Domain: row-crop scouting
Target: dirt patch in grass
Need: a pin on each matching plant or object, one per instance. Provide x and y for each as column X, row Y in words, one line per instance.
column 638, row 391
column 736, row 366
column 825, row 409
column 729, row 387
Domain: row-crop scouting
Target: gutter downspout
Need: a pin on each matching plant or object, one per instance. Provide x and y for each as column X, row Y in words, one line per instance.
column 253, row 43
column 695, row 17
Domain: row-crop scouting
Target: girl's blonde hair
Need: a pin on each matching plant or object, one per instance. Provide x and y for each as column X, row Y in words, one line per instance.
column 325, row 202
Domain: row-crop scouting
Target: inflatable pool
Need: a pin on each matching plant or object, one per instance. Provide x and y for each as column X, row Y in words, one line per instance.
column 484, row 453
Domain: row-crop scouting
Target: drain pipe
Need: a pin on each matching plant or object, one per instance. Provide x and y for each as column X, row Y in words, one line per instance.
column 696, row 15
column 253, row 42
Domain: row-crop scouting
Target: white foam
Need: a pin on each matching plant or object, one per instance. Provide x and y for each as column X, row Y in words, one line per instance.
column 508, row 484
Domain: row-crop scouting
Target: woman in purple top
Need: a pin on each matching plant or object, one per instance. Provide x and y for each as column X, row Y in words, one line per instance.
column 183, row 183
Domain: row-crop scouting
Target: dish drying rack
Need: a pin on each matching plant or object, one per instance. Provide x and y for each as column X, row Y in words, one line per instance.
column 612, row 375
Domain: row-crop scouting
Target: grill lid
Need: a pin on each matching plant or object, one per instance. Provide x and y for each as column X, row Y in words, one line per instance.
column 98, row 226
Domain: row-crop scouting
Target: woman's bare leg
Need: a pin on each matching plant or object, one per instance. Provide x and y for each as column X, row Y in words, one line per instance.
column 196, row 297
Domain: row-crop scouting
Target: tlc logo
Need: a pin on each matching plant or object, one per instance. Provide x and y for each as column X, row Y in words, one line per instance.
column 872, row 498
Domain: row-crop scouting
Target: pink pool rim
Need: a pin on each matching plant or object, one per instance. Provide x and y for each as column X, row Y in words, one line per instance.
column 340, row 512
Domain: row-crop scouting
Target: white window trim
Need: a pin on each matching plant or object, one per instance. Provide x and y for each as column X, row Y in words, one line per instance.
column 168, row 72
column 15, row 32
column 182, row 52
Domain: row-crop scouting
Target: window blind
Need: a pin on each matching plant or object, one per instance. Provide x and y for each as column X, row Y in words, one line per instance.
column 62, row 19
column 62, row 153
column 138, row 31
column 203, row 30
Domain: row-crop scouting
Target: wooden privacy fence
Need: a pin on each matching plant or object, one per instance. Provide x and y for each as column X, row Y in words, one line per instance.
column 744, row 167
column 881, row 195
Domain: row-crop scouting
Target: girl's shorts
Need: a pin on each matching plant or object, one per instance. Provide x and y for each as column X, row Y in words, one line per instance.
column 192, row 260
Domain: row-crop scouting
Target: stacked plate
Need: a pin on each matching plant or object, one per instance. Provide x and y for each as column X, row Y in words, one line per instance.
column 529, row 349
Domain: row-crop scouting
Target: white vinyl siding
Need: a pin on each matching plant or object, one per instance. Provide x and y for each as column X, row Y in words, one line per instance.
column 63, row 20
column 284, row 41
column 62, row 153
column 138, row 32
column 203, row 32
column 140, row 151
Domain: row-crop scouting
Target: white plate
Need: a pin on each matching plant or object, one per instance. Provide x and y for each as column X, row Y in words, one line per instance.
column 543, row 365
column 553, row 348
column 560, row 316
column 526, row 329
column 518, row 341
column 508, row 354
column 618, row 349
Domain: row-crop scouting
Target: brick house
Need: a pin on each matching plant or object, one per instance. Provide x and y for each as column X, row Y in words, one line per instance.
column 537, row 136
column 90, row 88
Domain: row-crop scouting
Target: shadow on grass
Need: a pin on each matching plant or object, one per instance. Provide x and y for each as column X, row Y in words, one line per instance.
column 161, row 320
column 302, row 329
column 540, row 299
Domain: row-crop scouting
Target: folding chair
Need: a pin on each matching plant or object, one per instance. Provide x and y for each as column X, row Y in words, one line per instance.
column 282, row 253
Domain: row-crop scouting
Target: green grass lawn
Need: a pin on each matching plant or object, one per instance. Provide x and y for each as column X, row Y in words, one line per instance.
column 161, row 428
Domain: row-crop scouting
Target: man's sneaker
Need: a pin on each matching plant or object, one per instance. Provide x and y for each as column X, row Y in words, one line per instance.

+ + + + +

Take every line above that includes the string "white" and return it.

Target: white foam
Target: white window trim
Target: white vinyl siding
Target: white plate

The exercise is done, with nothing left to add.